- _Texto de leitura_
◇ ◇ ◇ ◇
Há algumas semanas, a cidade periférica de Trieste está no noticiário nacional e internacional, primeiro por causa das grandes manifestações contra o Green Pass (passe sanitário e vacinal imposto pelo governo) e depois após o desalojamento promovido pela polícia em frente ao porto em 18 de outubro. Antes de tentar esboçar algumas considerações, é necessário reconstruir os acontecimentos dos últimos meses.
Já no final da primavera haviam ocorrido várias manifestações contra a vacinação obrigatória, organizadas pelas diversas associações No Vax (Aliser e Comilva), que têm uma longa história em Trieste, e pelo recém-nascido movimento do partido 3V (que surgiu em nível nacional de antigos membros do partido 5 estrelas). Estas iniciativas tiveram uma base muito ampla, como no resto da Itália, e se concentraram na liberdade de escolha, promovendo os chamados “cuidados domiciliares”. Os grupos de direita e extrema-direita, embora tenham aparecido nesses espaços, não desempenharam um papel, diante do movimento.
A situação mudou no final do verão, quando alguns indivíduos do movimento (pertencentes e não pertencentes a coletivos existentes) decidiram formar uma assembleia e tentar tomar as ruas sobre estas questões (ao que se acrescentou a questão do Green Pass) tentando “influenciar” os espaços a partir da esquerda. Uma primeira manifestação viu a participação de trezentas pessoas, seguido por uma procissão de quase duas mil para chegar ao segundo (realizado alguns dias após a notícia do Green Pass obrigatório no local de trabalho) que veria cerca de dez mil pessoas. A explosão deste movimento (assim como no resto do país) levou a uma ampliação da organização da assembleia que se tornou, naquele momento, a “Coordenação Nogreenpass” e se expandiu para os componentes No Vax mencionados acima, mas não apenas, e viu a participação nas reuniões de quase uma centena de pessoas.
◇ ◇ ◇ ◇
- _Dados brutos_
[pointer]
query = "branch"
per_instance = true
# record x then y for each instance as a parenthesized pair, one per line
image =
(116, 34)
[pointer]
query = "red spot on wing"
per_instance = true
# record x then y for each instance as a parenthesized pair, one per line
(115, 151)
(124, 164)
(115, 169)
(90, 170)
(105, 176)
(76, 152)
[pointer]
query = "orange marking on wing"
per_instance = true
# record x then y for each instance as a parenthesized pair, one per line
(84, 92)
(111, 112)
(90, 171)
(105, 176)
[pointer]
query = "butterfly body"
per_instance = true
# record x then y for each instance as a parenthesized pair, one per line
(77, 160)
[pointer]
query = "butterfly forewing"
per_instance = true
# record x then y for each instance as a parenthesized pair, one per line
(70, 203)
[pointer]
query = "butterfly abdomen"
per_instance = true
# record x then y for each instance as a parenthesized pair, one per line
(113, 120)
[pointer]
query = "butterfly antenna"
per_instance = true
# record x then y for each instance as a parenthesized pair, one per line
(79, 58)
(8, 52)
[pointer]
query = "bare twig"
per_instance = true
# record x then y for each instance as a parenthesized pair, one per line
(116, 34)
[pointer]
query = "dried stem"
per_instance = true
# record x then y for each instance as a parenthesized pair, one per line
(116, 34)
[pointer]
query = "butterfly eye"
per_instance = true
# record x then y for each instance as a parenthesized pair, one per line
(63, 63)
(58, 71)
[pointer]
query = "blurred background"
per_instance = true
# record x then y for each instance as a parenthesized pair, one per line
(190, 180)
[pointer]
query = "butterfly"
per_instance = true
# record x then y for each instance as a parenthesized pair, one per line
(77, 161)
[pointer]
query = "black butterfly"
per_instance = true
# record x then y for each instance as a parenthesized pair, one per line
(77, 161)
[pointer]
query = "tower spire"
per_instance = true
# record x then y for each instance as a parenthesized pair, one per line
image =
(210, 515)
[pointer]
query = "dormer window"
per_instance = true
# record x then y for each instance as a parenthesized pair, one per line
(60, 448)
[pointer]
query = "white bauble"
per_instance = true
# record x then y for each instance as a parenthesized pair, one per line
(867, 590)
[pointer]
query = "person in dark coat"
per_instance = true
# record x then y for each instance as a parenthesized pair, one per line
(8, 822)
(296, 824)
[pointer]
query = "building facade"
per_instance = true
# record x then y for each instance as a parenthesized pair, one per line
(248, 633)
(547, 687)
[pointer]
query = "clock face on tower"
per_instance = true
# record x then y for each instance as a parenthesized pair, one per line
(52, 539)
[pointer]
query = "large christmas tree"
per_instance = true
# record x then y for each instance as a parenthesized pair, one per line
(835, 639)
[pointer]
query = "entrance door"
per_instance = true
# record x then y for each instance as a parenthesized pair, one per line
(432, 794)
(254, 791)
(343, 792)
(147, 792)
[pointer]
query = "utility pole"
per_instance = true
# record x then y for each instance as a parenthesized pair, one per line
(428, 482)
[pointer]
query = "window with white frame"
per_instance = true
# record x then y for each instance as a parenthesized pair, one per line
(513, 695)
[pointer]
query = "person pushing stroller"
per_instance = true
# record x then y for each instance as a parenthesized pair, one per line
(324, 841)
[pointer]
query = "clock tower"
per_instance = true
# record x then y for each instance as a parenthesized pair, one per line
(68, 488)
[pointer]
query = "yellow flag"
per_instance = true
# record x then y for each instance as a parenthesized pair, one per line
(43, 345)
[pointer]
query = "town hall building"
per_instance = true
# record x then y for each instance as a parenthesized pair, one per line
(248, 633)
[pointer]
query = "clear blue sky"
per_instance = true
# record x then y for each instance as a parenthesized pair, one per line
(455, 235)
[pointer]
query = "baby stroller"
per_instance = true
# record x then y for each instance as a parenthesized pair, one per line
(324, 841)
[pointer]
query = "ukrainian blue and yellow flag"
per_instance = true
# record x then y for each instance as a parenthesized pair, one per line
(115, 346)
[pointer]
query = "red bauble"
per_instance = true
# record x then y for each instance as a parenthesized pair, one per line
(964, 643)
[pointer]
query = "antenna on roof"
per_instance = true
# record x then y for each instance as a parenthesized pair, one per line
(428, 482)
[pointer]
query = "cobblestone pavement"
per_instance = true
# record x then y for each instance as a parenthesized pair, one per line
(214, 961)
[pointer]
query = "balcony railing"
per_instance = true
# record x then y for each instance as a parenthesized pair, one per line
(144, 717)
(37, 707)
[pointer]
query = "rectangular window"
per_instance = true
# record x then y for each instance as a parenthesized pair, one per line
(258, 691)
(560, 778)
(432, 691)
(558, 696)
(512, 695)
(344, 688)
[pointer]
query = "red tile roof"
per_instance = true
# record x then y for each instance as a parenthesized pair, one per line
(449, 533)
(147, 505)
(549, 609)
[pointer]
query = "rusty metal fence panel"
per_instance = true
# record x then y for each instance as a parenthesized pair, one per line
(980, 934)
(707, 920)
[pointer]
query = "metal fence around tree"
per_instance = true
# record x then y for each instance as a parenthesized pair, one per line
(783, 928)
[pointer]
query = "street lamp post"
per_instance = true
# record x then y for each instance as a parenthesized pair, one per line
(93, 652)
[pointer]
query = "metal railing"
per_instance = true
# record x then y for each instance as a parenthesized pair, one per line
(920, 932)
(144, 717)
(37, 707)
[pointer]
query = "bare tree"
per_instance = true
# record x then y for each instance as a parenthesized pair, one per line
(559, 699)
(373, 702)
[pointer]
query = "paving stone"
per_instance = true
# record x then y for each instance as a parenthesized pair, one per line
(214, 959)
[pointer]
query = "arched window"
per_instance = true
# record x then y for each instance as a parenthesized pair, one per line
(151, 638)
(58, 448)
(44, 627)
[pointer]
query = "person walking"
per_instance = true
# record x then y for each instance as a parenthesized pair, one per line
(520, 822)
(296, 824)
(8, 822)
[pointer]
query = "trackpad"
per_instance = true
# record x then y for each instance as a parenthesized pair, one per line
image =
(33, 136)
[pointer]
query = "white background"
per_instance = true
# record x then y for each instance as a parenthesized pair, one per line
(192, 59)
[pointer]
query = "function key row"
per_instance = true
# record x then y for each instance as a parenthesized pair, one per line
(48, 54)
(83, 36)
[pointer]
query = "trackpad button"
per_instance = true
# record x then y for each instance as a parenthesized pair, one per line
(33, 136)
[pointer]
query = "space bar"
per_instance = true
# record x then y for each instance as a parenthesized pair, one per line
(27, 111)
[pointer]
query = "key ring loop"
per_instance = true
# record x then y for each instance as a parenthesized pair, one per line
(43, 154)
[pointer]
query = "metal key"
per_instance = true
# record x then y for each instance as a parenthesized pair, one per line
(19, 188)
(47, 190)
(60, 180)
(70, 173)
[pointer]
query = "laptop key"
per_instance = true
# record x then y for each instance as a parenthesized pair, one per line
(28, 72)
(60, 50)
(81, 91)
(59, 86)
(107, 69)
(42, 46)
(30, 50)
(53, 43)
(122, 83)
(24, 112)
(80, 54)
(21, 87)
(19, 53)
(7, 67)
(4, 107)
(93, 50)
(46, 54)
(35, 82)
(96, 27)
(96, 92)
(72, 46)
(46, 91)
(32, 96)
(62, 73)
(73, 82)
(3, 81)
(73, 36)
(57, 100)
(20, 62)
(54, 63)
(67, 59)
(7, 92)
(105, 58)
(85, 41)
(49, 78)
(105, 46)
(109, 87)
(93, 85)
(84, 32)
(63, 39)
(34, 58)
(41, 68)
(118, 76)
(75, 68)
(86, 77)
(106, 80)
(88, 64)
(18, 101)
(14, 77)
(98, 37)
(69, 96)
◇ ◇ ◇ ◇
- _O que fazer_
- a) Liste todas as organizações e partidos citados pelo nome no texto sobre os protestos em Trieste.
- b) Prossiga o texto sobre os protestos em Trieste a partir da última frase apresentada.

- _Respostas por tarefa_
- a)
- Aliser
- Comilva
- partido 3V
- partido 5 estrelas
- Coordenação Nogreenpass

- b)
Embora a cabeça dessas marchas seja ocupada por camaradas, com uma bandeira bilíngue em italiano e esloveno, e nenhuma tricolor seja vista (bandeiras de qualquer tipo são proibidas), a composição inclui tudo e o contrário de tudo: de fascistas de todas as tendências, a negadores puros, de muitos esquerdistas a qualunquistas de vários tipos, de ultras (historicamente de direita aqui) a setores de trabalhadores. Esta mistura problemática provoca fortes discussões dentro das realidades do movimento em Trieste (coletivos, sindicatos, associações…) e todas as realidades veem dentro delas posições muito diferentes: desde aqueles que se jogam de corpo e alma nesta mobilização (e também aqui sobre por que existem posições diferentes), até aqueles que vão de uma forma muito crítica, até aqueles que se recusam até mesmo a pôr os pés lá. Enquanto isso, na terceira marcha (que também foi muito bem atendida) os estivadores do Coordinamento Lavoratori del Porto di Trieste (Clpt) – Coordenação dos Trabalhadores do Porto de Trieste – participaram com sua própria seção visível (o Clpt é a realidade mais forte e organizada dentro do porto que, depois de ter se federado com o Usb por alguns anos, saiu de uma forma ruim). Embora não tenha uma posição política precisa, a maioria de seus aderentes oscila entre a simpatia pela independência e uma forte proximidade com os componentes de direita, em particular os ultras.
Em 11 de outubro, dia da greve geral nacional convocada pelos sindicatos de base, houve duas marchas distintas: pela manhã, a convocada pelos sindicatos de base (Cobas, Usb e Usi) que contou com a participação de cerca de mil pessoas, e à tarde, a convocada pela CLPT (que havia aderido à greve somente sobre a questão do green pass) e a coordenação nogreenpass que contou com 15.000 participantes.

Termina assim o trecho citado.